▶ [Dataset]
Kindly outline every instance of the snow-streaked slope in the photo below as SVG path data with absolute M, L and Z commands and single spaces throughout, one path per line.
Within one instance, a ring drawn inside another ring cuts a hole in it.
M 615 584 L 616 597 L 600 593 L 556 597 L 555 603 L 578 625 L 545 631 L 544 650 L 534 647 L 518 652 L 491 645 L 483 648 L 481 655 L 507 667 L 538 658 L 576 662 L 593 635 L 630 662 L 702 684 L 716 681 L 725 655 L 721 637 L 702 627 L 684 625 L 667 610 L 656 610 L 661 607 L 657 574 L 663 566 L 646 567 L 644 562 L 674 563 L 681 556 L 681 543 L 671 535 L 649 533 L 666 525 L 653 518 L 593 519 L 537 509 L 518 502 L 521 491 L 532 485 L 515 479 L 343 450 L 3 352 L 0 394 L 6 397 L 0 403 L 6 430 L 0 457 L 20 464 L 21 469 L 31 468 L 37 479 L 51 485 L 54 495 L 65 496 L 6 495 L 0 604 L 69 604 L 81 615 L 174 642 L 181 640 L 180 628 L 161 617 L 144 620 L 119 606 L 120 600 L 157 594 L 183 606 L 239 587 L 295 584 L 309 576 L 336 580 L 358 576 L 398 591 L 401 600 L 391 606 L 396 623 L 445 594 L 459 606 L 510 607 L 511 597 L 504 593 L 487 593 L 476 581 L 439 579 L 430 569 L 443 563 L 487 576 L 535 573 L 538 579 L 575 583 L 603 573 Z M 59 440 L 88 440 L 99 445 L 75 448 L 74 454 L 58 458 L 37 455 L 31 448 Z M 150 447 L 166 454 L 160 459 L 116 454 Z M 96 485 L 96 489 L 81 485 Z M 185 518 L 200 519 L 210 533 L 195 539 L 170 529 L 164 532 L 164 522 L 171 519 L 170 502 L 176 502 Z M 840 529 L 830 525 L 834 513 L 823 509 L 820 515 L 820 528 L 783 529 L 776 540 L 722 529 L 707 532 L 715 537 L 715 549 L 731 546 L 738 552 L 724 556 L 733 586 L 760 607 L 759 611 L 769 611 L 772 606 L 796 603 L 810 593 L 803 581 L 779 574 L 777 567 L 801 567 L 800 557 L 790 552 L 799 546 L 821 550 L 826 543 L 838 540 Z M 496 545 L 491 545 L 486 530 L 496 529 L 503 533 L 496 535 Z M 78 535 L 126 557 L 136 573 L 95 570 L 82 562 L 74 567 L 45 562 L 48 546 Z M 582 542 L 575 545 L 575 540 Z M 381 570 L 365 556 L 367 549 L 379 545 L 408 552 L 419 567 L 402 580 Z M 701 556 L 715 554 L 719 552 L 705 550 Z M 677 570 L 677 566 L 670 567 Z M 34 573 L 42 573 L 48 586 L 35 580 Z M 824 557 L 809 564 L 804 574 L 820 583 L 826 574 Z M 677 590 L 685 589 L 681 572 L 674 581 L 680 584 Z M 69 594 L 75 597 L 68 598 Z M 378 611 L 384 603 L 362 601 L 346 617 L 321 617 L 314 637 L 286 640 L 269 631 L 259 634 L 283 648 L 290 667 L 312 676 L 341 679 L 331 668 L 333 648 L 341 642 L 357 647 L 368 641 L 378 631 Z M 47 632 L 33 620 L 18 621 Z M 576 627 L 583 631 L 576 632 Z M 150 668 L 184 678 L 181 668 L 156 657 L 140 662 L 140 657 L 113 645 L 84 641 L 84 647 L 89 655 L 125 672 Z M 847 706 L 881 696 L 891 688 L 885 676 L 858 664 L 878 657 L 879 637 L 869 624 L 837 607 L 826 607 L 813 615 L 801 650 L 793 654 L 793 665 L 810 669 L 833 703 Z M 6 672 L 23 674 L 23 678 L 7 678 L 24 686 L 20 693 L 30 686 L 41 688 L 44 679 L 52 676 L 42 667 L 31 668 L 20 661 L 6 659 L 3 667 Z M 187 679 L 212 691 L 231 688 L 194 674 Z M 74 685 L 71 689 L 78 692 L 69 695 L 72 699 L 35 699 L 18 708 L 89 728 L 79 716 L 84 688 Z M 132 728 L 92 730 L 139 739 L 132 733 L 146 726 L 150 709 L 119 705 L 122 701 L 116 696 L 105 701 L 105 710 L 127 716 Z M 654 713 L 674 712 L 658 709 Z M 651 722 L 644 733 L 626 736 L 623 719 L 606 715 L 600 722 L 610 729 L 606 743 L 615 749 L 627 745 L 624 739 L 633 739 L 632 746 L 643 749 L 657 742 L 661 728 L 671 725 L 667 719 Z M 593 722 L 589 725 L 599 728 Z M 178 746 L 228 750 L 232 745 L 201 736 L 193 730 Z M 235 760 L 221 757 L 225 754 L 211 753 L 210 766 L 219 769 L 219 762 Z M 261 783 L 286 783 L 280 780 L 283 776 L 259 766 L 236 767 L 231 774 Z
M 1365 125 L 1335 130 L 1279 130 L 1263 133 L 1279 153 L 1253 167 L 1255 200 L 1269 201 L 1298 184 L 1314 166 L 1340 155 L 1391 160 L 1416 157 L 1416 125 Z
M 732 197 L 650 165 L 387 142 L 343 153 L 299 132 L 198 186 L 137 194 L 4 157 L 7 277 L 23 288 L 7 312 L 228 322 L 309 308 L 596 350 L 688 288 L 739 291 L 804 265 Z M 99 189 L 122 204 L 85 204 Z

▶ [Set task]
Reproduce every line of the records above verbatim and in their original order, with no alterations.

▶ [Solution]
Kindly outline every instance of the snow-streaked slope in the photo below as SVG path data with absolute M, L and Z commands and single spaces throughout, one path per line.
Within one instance, a ring drawn inside another ring cuts a hole in it.
M 615 584 L 616 597 L 600 593 L 556 597 L 555 603 L 578 625 L 545 631 L 544 650 L 534 647 L 518 652 L 491 645 L 483 648 L 481 655 L 507 667 L 538 658 L 576 662 L 593 635 L 630 662 L 702 684 L 716 681 L 725 655 L 721 637 L 702 627 L 684 625 L 667 610 L 656 610 L 661 607 L 657 574 L 663 566 L 646 567 L 644 562 L 674 563 L 681 556 L 681 543 L 671 535 L 649 533 L 666 525 L 653 518 L 593 519 L 537 509 L 518 502 L 521 491 L 532 485 L 515 479 L 343 450 L 3 352 L 0 394 L 6 397 L 0 403 L 6 430 L 0 457 L 20 464 L 21 469 L 31 468 L 37 479 L 51 485 L 54 495 L 65 496 L 6 495 L 0 604 L 69 604 L 81 615 L 174 642 L 181 640 L 180 628 L 161 617 L 144 620 L 119 606 L 120 600 L 157 594 L 183 606 L 239 587 L 295 584 L 309 576 L 336 580 L 358 576 L 398 591 L 401 600 L 391 606 L 396 623 L 445 594 L 459 606 L 510 607 L 511 597 L 504 593 L 487 593 L 476 581 L 439 579 L 430 569 L 443 563 L 487 576 L 535 573 L 538 579 L 575 583 L 603 573 Z M 59 440 L 88 440 L 99 445 L 75 448 L 74 454 L 58 458 L 37 455 L 31 448 Z M 150 447 L 166 454 L 160 459 L 116 454 Z M 96 485 L 96 489 L 81 485 Z M 185 518 L 200 519 L 210 533 L 195 539 L 170 529 L 164 532 L 164 522 L 171 519 L 170 502 L 176 502 Z M 840 529 L 830 525 L 834 513 L 823 509 L 820 515 L 820 528 L 783 529 L 776 540 L 722 529 L 707 532 L 715 537 L 715 549 L 731 546 L 738 552 L 724 556 L 733 586 L 760 607 L 759 611 L 769 611 L 772 606 L 796 603 L 810 593 L 803 581 L 779 574 L 777 567 L 801 567 L 800 557 L 790 552 L 799 546 L 821 550 L 826 543 L 838 540 Z M 496 545 L 491 545 L 486 530 L 496 529 L 503 533 L 496 535 Z M 78 535 L 126 557 L 136 573 L 95 570 L 82 562 L 74 567 L 45 562 L 48 546 Z M 582 542 L 575 545 L 575 540 Z M 381 570 L 365 556 L 367 549 L 379 545 L 408 552 L 419 567 L 402 580 Z M 701 556 L 715 554 L 719 552 L 705 550 Z M 677 570 L 677 566 L 670 567 Z M 34 573 L 42 573 L 48 586 L 35 580 Z M 824 557 L 809 564 L 804 574 L 820 583 L 826 574 Z M 677 590 L 685 589 L 681 572 L 674 581 L 680 584 Z M 69 594 L 75 597 L 68 598 Z M 378 611 L 384 603 L 362 601 L 346 617 L 321 617 L 314 637 L 286 640 L 269 631 L 259 634 L 283 648 L 290 667 L 312 676 L 341 679 L 331 668 L 333 648 L 341 642 L 357 647 L 368 641 L 378 631 Z M 47 632 L 33 620 L 18 621 Z M 576 627 L 583 631 L 576 632 Z M 150 668 L 184 678 L 181 668 L 156 657 L 140 662 L 140 657 L 113 645 L 84 641 L 84 647 L 89 655 L 125 672 Z M 847 706 L 881 696 L 891 688 L 885 676 L 858 664 L 878 657 L 879 637 L 869 624 L 837 607 L 826 607 L 813 615 L 801 650 L 793 654 L 793 665 L 810 669 L 833 703 Z M 6 672 L 23 674 L 23 678 L 7 678 L 24 686 L 20 693 L 30 686 L 41 688 L 44 679 L 52 676 L 42 667 L 31 668 L 20 661 L 6 659 L 3 667 Z M 187 679 L 212 691 L 231 688 L 194 674 Z M 74 685 L 71 689 L 78 692 L 69 695 L 72 699 L 35 699 L 18 708 L 89 728 L 79 716 L 84 688 Z M 132 728 L 92 730 L 139 739 L 132 733 L 146 726 L 150 709 L 119 705 L 122 701 L 116 696 L 105 701 L 105 710 L 127 716 Z M 654 713 L 674 712 L 658 709 Z M 651 722 L 644 733 L 626 736 L 623 719 L 606 715 L 600 722 L 610 729 L 606 743 L 615 749 L 627 745 L 624 739 L 633 739 L 632 746 L 643 749 L 657 742 L 661 728 L 671 725 L 667 719 Z M 593 722 L 589 725 L 599 728 Z M 178 746 L 228 750 L 232 745 L 201 736 L 193 730 Z M 235 760 L 221 757 L 225 754 L 211 753 L 210 766 L 219 769 L 219 762 Z M 261 783 L 286 783 L 280 780 L 283 776 L 259 766 L 236 767 L 231 774 Z
M 1365 125 L 1335 130 L 1279 130 L 1263 133 L 1279 153 L 1253 167 L 1255 200 L 1269 201 L 1298 184 L 1314 166 L 1340 155 L 1391 160 L 1416 157 L 1416 125 Z
M 732 197 L 650 165 L 387 142 L 343 153 L 299 132 L 198 186 L 137 194 L 4 157 L 7 277 L 23 288 L 7 312 L 228 322 L 309 308 L 596 350 L 688 288 L 739 291 L 804 265 Z M 99 189 L 122 204 L 85 204 Z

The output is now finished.